## What the exercise asks
Copy the following lines word for word, beginning at the line that contains "Give the mask of every instance of the blurred" and stopping after the line that contains "192 73 L 197".

## Available records
========================================================================
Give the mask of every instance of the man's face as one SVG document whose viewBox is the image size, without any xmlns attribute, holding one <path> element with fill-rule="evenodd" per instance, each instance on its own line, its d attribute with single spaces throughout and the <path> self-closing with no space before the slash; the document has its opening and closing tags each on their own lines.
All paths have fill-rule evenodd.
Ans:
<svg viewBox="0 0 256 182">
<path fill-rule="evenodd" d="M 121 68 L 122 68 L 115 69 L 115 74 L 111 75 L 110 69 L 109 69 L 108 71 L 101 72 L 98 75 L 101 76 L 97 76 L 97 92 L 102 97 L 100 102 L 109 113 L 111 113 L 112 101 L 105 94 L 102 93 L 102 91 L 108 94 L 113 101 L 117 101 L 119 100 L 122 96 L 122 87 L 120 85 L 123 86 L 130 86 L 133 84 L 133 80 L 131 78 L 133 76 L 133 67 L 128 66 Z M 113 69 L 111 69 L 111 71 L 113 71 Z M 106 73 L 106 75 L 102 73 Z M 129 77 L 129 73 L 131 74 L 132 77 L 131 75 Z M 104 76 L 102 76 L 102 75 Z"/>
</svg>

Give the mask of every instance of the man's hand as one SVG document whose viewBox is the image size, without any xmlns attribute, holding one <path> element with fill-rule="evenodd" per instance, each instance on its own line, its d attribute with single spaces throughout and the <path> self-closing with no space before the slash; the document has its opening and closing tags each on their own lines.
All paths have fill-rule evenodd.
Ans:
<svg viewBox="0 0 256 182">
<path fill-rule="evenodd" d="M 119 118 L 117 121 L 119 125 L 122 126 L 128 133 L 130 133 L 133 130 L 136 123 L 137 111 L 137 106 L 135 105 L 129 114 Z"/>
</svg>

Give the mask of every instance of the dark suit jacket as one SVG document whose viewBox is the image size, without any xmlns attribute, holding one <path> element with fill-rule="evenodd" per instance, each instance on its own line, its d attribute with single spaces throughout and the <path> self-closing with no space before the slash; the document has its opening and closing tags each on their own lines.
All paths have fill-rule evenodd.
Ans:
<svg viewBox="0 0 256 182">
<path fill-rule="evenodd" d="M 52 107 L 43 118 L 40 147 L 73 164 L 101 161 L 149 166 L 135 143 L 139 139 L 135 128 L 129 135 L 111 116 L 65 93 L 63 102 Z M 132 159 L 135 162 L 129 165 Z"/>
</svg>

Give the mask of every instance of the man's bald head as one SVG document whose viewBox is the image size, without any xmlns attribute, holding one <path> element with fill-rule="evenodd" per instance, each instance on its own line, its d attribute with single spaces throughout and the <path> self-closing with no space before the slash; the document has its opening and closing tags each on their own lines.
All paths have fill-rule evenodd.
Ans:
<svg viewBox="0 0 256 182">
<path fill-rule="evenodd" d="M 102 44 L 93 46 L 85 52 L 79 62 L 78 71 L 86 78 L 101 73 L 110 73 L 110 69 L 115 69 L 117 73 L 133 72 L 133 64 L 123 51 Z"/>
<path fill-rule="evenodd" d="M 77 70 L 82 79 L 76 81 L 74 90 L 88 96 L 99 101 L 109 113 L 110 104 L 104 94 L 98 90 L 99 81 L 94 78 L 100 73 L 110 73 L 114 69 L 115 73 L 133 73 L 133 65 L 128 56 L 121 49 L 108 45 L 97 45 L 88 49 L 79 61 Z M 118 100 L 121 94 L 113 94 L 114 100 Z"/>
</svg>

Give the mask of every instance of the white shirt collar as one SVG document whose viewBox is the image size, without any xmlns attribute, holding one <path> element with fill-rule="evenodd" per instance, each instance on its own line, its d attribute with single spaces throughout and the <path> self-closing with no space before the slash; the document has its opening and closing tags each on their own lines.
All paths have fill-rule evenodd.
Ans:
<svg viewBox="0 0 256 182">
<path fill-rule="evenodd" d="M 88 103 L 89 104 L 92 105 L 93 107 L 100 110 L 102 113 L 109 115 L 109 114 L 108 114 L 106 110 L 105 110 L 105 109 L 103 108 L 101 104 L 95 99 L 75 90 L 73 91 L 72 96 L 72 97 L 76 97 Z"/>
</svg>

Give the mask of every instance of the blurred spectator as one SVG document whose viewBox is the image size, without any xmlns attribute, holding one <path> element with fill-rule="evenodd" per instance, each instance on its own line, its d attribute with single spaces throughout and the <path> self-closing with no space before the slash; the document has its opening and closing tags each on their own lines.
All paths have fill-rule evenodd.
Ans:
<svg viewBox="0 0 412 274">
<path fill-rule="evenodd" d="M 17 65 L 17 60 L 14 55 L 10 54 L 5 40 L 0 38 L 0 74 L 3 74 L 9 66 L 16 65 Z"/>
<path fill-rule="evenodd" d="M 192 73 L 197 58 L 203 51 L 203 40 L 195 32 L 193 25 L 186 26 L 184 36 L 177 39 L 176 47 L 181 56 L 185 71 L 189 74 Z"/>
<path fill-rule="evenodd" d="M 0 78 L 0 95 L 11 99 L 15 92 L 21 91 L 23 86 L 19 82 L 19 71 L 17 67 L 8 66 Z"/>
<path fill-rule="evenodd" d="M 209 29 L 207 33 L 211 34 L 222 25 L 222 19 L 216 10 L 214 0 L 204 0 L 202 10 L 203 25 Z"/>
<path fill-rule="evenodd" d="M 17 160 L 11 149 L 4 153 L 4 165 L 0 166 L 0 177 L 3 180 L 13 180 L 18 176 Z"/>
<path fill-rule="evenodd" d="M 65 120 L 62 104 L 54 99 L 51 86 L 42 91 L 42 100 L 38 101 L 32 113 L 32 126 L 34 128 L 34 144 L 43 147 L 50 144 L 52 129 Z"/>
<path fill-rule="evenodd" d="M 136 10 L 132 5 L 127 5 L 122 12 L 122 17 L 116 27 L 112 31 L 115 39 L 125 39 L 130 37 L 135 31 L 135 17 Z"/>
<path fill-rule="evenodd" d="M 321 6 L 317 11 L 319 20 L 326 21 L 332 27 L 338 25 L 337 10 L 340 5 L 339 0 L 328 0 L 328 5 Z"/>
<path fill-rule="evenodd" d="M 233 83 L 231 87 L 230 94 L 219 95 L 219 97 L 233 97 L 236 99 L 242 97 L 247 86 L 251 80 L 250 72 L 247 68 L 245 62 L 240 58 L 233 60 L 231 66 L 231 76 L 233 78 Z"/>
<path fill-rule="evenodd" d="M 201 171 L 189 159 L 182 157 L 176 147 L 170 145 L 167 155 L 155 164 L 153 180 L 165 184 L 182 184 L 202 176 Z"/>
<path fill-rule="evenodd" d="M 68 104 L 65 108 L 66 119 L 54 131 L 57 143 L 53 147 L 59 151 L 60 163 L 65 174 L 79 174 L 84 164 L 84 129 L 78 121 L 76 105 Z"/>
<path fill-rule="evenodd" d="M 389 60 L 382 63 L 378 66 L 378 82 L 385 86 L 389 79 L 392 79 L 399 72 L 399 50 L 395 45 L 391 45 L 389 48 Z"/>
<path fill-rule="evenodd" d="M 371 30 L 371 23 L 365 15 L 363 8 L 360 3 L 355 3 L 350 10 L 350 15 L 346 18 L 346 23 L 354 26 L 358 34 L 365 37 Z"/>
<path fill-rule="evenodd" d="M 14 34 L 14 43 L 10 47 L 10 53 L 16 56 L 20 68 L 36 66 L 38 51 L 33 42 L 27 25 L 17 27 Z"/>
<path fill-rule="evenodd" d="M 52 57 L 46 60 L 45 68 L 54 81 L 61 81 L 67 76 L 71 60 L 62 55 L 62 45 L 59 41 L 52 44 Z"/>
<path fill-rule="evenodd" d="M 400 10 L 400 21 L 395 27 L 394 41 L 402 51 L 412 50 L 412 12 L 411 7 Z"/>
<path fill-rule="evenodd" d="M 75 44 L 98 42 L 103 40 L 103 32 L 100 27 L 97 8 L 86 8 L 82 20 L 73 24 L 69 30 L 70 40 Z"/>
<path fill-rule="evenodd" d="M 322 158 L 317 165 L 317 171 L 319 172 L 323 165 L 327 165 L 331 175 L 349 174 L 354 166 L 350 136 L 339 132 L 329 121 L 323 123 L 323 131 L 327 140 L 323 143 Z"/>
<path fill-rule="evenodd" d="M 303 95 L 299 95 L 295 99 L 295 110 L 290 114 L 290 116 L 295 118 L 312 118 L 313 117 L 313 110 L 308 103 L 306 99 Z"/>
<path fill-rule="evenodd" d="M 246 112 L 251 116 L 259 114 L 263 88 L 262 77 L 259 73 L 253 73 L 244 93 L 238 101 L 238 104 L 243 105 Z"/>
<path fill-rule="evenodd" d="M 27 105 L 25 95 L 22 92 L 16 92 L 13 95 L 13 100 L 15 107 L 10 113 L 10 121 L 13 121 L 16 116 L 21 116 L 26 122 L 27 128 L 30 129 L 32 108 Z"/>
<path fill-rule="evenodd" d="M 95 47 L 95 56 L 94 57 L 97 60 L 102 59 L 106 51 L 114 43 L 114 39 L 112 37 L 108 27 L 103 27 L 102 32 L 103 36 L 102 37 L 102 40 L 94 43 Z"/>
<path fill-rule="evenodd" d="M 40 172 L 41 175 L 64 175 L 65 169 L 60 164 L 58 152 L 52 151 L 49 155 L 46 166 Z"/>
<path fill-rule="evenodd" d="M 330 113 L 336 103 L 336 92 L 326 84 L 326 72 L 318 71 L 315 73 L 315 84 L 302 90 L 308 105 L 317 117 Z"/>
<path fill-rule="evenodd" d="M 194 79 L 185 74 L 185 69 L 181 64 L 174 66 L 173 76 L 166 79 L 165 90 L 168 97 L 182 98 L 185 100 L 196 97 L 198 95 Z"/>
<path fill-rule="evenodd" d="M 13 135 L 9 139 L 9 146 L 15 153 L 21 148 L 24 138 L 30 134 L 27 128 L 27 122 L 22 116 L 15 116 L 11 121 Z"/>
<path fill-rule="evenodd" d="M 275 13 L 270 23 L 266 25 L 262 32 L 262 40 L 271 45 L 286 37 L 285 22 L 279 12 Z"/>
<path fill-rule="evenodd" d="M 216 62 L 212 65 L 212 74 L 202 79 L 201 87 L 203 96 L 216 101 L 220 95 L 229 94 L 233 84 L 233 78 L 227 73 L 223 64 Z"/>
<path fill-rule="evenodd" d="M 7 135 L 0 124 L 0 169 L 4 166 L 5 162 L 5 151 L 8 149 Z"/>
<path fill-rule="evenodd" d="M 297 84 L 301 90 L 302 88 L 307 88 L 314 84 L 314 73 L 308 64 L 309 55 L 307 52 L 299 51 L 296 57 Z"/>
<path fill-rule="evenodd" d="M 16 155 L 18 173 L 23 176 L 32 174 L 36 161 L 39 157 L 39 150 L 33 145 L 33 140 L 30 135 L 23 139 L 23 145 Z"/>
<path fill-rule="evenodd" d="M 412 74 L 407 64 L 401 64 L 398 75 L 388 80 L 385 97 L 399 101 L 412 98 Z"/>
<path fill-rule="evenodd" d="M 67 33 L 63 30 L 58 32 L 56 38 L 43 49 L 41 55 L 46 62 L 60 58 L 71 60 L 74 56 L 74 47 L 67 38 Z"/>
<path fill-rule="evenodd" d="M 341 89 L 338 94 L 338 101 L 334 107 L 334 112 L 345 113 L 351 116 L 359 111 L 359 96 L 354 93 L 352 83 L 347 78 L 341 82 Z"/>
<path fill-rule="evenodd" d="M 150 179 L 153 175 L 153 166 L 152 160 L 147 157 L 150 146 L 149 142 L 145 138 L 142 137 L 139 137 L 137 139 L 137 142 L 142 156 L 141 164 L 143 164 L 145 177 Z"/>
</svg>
========================================================================
## Reply
Give the mask of every instance of the blurred spectator as one SVG document whose viewBox is the image size, without any xmlns attribute, holding one <path> element with fill-rule="evenodd" per instance, each instance on its own line, its d attribute with single spaces throughout and the <path> self-closing with no space before the slash; the document has its opening and closing tags each on their own lines.
All paths have fill-rule evenodd.
Ans:
<svg viewBox="0 0 412 274">
<path fill-rule="evenodd" d="M 17 65 L 17 60 L 14 55 L 10 54 L 5 40 L 0 38 L 0 74 L 3 74 L 9 66 L 16 65 Z"/>
<path fill-rule="evenodd" d="M 192 73 L 197 58 L 203 51 L 203 40 L 195 32 L 193 25 L 186 26 L 184 36 L 177 39 L 176 47 L 181 56 L 185 71 L 189 74 Z"/>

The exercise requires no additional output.